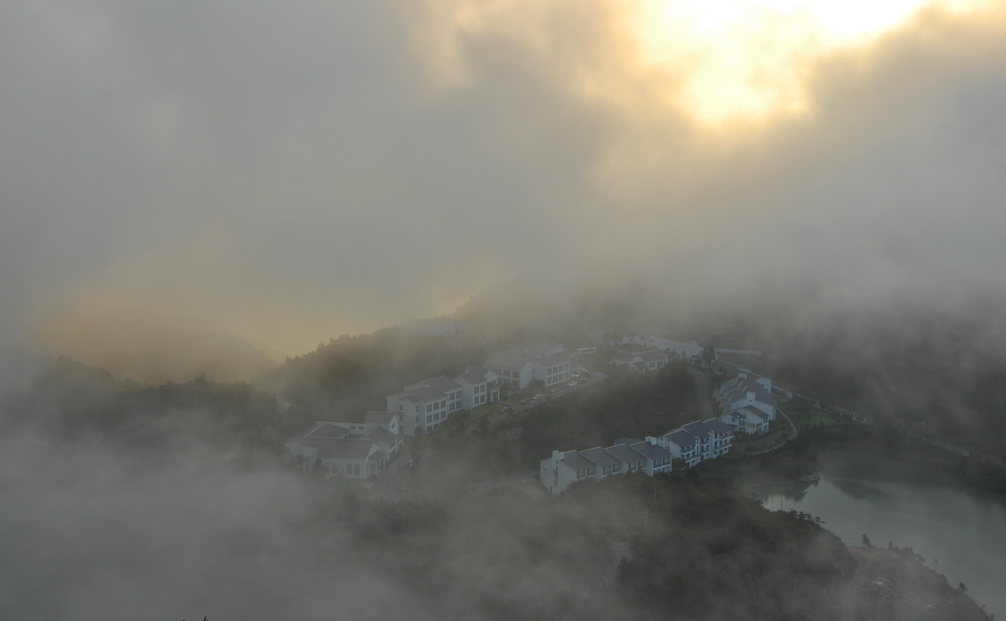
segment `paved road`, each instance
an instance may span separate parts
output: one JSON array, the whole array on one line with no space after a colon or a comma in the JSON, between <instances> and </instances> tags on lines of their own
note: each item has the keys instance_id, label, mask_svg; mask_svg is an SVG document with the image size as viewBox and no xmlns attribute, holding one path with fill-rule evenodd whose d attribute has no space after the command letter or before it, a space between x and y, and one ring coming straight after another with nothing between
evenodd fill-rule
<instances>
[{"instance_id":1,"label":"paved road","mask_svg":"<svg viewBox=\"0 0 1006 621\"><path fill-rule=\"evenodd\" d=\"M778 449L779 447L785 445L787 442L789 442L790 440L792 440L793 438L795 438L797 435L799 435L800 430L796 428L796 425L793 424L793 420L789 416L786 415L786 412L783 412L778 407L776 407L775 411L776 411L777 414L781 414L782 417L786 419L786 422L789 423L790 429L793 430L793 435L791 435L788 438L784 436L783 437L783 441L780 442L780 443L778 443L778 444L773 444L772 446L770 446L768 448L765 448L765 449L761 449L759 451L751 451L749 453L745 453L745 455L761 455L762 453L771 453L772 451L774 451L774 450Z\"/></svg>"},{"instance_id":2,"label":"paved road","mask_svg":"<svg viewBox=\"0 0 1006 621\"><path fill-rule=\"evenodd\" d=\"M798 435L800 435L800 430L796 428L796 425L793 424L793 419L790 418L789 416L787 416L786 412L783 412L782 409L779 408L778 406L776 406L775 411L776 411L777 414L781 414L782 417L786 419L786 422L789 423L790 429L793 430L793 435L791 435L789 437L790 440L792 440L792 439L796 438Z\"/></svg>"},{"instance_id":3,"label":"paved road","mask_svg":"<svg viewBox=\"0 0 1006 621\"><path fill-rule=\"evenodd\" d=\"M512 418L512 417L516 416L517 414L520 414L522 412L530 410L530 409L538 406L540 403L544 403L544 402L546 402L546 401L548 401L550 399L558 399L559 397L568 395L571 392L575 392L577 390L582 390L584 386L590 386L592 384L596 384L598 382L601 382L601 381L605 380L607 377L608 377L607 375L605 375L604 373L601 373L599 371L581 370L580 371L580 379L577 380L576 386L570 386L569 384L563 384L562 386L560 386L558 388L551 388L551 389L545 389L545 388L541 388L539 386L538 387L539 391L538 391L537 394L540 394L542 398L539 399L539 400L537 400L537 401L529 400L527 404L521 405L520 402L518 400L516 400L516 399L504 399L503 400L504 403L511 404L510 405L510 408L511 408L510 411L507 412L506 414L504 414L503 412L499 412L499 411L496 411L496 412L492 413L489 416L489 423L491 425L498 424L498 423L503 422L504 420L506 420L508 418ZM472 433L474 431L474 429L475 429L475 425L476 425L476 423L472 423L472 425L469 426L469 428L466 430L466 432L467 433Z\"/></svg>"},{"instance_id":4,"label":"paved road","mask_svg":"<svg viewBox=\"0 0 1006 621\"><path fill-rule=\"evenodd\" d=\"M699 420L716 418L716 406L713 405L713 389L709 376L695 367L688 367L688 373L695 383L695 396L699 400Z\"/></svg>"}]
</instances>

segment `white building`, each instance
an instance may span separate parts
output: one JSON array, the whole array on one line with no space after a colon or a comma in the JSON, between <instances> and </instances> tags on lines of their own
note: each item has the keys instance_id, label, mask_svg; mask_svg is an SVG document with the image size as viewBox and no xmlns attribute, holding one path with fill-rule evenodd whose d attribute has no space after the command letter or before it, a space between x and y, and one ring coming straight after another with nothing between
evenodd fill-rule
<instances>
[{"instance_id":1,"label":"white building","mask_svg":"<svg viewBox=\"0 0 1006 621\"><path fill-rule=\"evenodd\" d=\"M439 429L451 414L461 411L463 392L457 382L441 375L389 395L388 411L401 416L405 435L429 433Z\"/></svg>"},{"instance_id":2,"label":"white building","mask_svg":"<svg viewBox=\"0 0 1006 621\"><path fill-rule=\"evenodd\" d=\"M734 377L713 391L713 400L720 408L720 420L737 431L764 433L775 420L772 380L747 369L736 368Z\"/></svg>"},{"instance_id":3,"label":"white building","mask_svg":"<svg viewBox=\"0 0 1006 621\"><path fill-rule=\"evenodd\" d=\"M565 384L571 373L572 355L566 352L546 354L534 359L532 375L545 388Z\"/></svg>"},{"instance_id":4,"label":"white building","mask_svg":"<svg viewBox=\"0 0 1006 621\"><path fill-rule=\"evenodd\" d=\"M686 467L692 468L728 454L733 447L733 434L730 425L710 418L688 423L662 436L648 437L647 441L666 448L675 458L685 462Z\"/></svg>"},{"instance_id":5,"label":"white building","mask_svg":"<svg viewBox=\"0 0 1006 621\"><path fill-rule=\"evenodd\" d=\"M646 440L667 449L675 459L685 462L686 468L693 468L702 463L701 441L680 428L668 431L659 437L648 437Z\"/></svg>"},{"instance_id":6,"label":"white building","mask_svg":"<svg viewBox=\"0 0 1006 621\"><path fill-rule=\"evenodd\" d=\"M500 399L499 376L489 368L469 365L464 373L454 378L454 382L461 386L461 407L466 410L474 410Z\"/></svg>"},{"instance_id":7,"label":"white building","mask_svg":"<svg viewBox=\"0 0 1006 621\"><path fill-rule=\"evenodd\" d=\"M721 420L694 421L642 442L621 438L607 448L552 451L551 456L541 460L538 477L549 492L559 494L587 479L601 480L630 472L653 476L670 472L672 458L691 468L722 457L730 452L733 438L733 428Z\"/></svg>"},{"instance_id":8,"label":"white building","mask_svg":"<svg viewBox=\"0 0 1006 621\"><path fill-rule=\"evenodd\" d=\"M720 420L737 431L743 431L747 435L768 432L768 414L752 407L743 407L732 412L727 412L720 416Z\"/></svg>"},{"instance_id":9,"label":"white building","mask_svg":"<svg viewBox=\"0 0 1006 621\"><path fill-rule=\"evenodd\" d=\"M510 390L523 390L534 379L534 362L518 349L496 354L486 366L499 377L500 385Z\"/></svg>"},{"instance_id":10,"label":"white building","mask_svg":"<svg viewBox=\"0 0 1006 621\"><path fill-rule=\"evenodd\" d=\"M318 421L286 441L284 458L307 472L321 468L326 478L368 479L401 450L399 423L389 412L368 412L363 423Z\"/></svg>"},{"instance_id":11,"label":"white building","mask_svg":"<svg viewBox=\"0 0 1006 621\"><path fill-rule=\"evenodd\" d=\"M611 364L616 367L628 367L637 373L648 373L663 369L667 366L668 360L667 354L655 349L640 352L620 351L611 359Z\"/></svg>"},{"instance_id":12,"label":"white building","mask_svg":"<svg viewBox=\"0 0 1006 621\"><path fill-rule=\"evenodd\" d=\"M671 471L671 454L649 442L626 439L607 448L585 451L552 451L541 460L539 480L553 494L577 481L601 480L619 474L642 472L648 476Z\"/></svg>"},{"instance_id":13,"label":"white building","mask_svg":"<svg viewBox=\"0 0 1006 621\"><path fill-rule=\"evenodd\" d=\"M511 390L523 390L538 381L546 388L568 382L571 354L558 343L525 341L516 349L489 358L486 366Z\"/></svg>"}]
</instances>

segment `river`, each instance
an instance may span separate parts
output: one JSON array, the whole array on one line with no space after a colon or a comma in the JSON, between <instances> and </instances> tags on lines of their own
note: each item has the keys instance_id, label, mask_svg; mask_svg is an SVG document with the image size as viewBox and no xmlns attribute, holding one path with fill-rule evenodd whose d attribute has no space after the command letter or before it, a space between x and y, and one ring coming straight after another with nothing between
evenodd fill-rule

+-------+

• What needs to be done: Your answer should be one number: how many lines in the material hold the word "segment".

• Response: 3